TO DO: With nothing added or dropped, copy the data that follows exactly.

(Natural language region descriptions)
----
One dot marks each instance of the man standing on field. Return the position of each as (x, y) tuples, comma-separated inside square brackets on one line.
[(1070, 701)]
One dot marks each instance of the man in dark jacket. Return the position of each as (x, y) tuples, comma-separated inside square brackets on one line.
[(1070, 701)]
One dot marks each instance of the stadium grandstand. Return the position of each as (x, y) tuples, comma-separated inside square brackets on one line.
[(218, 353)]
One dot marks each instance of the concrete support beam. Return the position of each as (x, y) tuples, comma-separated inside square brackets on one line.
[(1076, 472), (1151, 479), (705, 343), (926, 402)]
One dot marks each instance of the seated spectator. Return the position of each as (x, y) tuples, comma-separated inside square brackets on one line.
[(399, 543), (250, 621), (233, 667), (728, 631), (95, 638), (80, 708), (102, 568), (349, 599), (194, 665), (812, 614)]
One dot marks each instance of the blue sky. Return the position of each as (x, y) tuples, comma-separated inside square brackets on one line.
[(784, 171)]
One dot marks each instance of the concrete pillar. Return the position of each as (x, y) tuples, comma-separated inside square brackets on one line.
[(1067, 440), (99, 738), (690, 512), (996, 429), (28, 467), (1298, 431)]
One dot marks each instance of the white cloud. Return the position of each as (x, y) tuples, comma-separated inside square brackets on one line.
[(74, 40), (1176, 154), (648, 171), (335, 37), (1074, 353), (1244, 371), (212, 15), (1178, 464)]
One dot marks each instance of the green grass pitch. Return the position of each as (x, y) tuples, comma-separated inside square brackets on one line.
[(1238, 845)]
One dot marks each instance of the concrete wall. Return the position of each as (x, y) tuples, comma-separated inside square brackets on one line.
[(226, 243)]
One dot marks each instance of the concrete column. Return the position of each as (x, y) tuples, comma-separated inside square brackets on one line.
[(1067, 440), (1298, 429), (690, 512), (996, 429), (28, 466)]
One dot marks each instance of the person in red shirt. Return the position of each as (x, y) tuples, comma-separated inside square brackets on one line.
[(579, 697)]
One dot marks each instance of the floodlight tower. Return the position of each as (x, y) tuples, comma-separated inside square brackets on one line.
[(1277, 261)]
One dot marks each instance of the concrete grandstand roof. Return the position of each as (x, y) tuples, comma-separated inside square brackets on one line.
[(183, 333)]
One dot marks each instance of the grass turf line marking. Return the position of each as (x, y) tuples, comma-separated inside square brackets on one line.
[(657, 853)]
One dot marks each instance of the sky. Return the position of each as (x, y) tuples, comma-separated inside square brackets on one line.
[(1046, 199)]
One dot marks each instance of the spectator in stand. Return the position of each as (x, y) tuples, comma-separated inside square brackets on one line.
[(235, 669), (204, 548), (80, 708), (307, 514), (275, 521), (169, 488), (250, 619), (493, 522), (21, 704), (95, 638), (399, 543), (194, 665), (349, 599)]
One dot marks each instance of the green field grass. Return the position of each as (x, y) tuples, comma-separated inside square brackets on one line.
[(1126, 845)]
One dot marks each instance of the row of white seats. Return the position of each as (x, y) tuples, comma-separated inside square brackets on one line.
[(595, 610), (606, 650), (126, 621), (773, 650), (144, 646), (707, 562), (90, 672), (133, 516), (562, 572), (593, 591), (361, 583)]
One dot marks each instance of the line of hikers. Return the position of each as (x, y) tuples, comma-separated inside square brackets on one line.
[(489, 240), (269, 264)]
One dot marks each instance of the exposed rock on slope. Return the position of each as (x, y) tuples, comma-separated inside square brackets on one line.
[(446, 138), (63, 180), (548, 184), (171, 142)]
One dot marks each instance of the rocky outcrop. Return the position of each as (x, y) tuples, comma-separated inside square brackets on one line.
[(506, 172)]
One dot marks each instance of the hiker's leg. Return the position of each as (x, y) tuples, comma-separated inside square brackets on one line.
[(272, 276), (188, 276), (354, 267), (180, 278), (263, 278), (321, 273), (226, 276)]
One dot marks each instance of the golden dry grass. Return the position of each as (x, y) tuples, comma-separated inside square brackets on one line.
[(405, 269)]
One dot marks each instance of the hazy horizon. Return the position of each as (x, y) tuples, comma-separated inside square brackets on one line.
----
COMPLETED EXERCISE:
One dot marks each instance of the man standing on field. Return the position of each as (x, y) tuples, comma-separated inside square brackets on one line.
[(1070, 701)]
One dot marks each instance of the man in dark jacket. Return the position of each as (x, y) tuples, comma-separated inside square brackets on one line.
[(1070, 701)]
One dot marks each instance of the stadium grandstand. Return the position of each as (x, y) tuples, comma-separated inside square brackets on one line.
[(218, 353)]
One dot marks each instance of the concrete support beam. Return the position of each as (x, y) tuples, comma-separated inside square brackets on one line.
[(1076, 472), (1151, 479), (705, 343), (926, 402)]
One dot marks each instance of the seated spectator. Return the position of each as (x, y) tuples, comma-separated inside square brackets on one line.
[(399, 543), (250, 621), (233, 667), (728, 631), (95, 638), (80, 708), (102, 568), (349, 599), (194, 665), (812, 614)]
One dot marks each instance of the blue sky. Return the position of each as (x, y) tuples, comma-separated inside square brackets on one line.
[(784, 171)]
One dot marks each instance of the concrete pillar. Return the position of each as (x, y) tuples, comma-separated inside square brackets on one line.
[(1067, 440), (99, 738), (690, 512), (996, 429), (28, 467), (1298, 431)]
One dot marks each instance of the white cloud. Return the position of each as (x, y) tuples, comma-separated inside square brackets on one line.
[(74, 40), (1176, 154), (648, 171), (335, 37), (1074, 353), (1244, 371), (212, 15), (1178, 464)]
One dot marks each instance of the green grass pitch. Return the position of each as (x, y) tuples, comma-separated inside square brackets on one line.
[(1238, 845)]
One dot marks each instance of the concrete wall. Return the position of each as (x, y) tuples, comma-separated inside square brackets on one line.
[(226, 243)]
One dot marks each instance of the concrete column. Return the position of each as (x, y) tuples, comma-separated inside square brackets on one line.
[(1067, 440), (1298, 429), (690, 512), (996, 429), (28, 466)]
One dot marks each instance of the person in red shirt. Return the position of each as (x, y) tuples, comma-separated inside square brackets on one line.
[(579, 697)]
One dot marks each instance of the floodlight tower. Return the position of each as (x, y) tuples, comma-separated inside square brackets on one line.
[(1277, 261)]
One dot marks each instance of the concrete grandstand roof. Return the position of each as (x, y) tuples, comma-separated inside square brackets on one line.
[(183, 333)]
One dot marks each instance of the grass turf line marking. Return the position of each as (x, y) tuples, comma-separated inside square brackets on one line.
[(657, 853)]
One dot marks each instance of the sky. Return the position of each as (x, y) tuples, comma-separated inside square brackets on one line.
[(1046, 199)]
One dot marks each instance of the spectator in stand. Return the position of each as (x, y) tuples, comma-separated inside square brackets on one line.
[(235, 669), (204, 548), (80, 708), (307, 514), (275, 521), (169, 488), (250, 619), (493, 522), (21, 704), (95, 638), (399, 543), (194, 665), (349, 599)]
One dot marks each instance of the green field grass. Return the position of each as (x, y) tuples, comma-separated inside square brackets on one line.
[(1126, 845)]
One dot marks each instance of the row of white seats. Return the position of each as (x, y) tuples, comma-separated inside square brackets on one line.
[(595, 610), (606, 650), (126, 621), (773, 650), (144, 646), (707, 562), (90, 672), (133, 516), (562, 572), (593, 591), (361, 583)]
One dot marks each instance of the line of hikers. Return the position of each as (x, y) tuples, comma-separated inside square brackets on one line.
[(489, 240), (269, 264)]
One dot marks each instance of the exposed rock on slope. Return the position of each as (x, y) tuples, comma-separated inside square brackets on one line.
[(446, 138), (63, 180), (548, 184), (171, 142)]
One dot marks each instance of the rocky outcrop. Return the position of each as (x, y) tuples, comma-separated inside square brackets on one line.
[(506, 172)]
One dot marks each instance of the hiker's leg. Return the position of each as (x, y) tuples, comma-separated inside square brackets on one line.
[(272, 276), (188, 276), (354, 267), (180, 278), (263, 278), (321, 273), (226, 276)]
One dot marks each instance of the golden dry grass. Return the position of each as (x, y) tuples, comma-separated inside square brackets on one line.
[(405, 269)]
One dot marks each instance of the hazy horizon. Return the position of each as (x, y) tuples, comma-separated inside square brackets on one line.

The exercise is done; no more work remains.